_Your objective_
Word for word, set down the records and skip each picture.

_Materials provided_
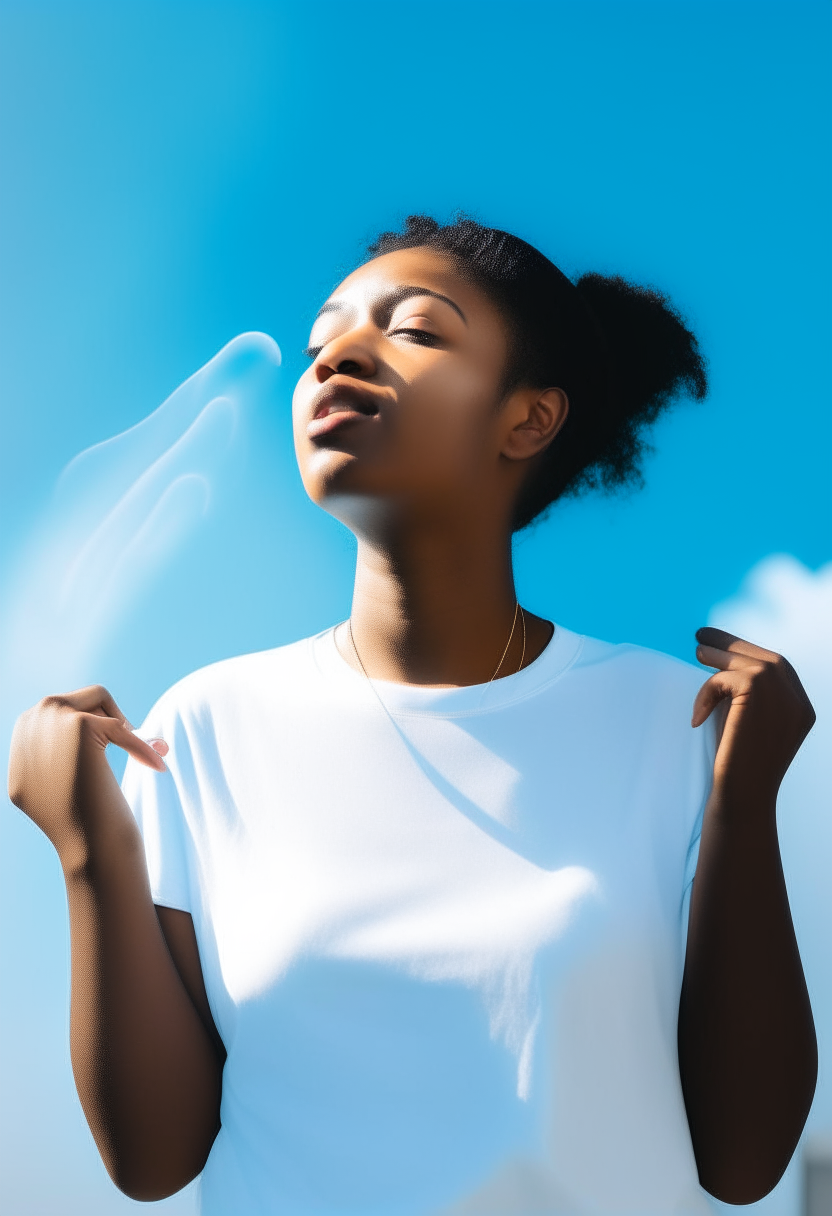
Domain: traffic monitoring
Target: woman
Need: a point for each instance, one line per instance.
(426, 877)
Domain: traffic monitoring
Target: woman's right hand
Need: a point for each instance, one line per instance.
(57, 771)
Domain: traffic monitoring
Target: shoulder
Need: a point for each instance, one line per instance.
(636, 670)
(221, 686)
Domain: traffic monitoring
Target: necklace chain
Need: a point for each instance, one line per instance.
(513, 624)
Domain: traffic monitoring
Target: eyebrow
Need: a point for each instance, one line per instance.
(387, 302)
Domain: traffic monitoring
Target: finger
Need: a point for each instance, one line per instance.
(728, 660)
(93, 699)
(720, 640)
(712, 692)
(118, 733)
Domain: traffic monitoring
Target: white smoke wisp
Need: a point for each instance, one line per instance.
(121, 511)
(786, 607)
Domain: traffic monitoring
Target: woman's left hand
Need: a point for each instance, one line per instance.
(768, 715)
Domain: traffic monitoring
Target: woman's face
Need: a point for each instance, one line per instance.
(399, 410)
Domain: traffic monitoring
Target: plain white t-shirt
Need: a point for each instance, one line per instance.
(442, 929)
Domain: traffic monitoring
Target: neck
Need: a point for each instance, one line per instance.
(436, 607)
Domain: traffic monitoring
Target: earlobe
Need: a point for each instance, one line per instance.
(541, 415)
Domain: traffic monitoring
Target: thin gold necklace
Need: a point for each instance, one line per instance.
(513, 624)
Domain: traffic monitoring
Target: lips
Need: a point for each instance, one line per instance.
(337, 405)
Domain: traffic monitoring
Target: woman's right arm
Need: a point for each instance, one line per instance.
(147, 1070)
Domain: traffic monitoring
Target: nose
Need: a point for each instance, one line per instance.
(346, 355)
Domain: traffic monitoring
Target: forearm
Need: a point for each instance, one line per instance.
(746, 1036)
(147, 1074)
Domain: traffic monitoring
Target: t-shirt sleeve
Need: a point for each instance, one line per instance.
(156, 804)
(707, 737)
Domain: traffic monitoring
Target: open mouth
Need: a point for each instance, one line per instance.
(338, 405)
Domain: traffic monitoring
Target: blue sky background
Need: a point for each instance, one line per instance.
(173, 175)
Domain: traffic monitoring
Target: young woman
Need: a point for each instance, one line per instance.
(427, 878)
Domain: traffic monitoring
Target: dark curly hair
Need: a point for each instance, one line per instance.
(619, 352)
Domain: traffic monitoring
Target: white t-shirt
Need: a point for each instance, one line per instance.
(442, 930)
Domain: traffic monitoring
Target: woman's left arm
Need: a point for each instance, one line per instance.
(747, 1050)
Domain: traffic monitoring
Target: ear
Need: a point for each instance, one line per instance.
(534, 418)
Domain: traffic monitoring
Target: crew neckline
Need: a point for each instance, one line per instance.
(402, 699)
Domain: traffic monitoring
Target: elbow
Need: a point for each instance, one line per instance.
(151, 1184)
(156, 1175)
(741, 1188)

_Solution for this task_
Domain: traffic monitoring
Target: woman
Need: a point for each instance, one line per instance.
(426, 877)
Domain: traffic monitoring
Target: woman's right hand
Need: a point for each instance, one line per instance.
(57, 771)
Domain: traffic monitoring
Target: shoulder
Need: a point for each instance, one line per instance.
(636, 670)
(221, 686)
Domain: traffic monitoring
Target: necklace chain
Need: a point for each instance, one line per instance.
(513, 624)
Domain: traffic monitoring
Target: eyebrow
Need: a point for each instance, one line per instance.
(387, 302)
Domain: traffic monitoring
Target: finger
Need: a point for each instance, one line per instance.
(728, 660)
(93, 699)
(720, 640)
(712, 692)
(118, 733)
Domain: traffic monitoring
Target: white smoke wisp
Need: a point for each instance, one line per instance.
(121, 511)
(786, 607)
Domain: traffic monitoring
Target: woman's left hand
Need: a point for each instance, one line per instance.
(768, 715)
Domain: traffic monitoring
Target: woman's face
Need: a point for each instance, one line per instance.
(399, 410)
Domain: traffic monitoring
Target: plain white t-shirt
Need: a point for each instance, one line per instance.
(442, 929)
Domain: traffic monitoring
Target: neck
Need: a point for each instance, one line per instance.
(436, 607)
Domain: traffic monitoring
Target: earlobe
Need: a point for each instance, one line per instance.
(541, 415)
Domain: traffic monitoring
Target: thin gold necklace
Need: a point for each instance, one line per instance.
(513, 624)
Domain: traffic monitoring
Target: lips
Need: a point for each instance, one line per instance.
(337, 405)
Domain: traffic monitoring
Target: woman's right arm
Need: a point for each instance, one line per instance.
(147, 1070)
Domain: traffic monitoring
Target: nose
Need: a point for each instance, one line per instance.
(346, 355)
Domain: traffic monitoring
Target: forearm
Need: a point for each instance, one line per instance.
(746, 1036)
(147, 1074)
Domain: traffic monitoring
Target: t-shirt sleeve
Need: a point for each instance, one line per instance.
(156, 804)
(707, 737)
Domain: traffic monitoring
Target: open mouth
Need: a point for each instance, one line per instance.
(338, 405)
Domain: traffic monitoring
Target: blue sky background
Need: a point for each instance, one line per instance.
(173, 175)
Domain: traffic monitoring
Target: young woman
Need: a point for each instance, one line per instance.
(427, 878)
Domain: traffic monitoring
Target: dark curly hair
Need: a point for each instance, one line per instance.
(619, 352)
Domain: traffic monitoring
Target: white t-shirt
Need: a point for each instance, one line per instance.
(442, 930)
Domain: traffic monitoring
Target: woman's left arm
Need: a point for each instance, one line per instance.
(747, 1050)
Domain: traffic monitoring
Target: ear
Need: a point for each instance, one line per instance.
(534, 418)
Domain: traffic monitoring
Target: crew neckline
Need: a point for each instance, one line per instance.
(402, 699)
Domain: traffic monitoring
Target: elbow
Need: a point for each instance, one line per instance.
(151, 1184)
(156, 1175)
(741, 1188)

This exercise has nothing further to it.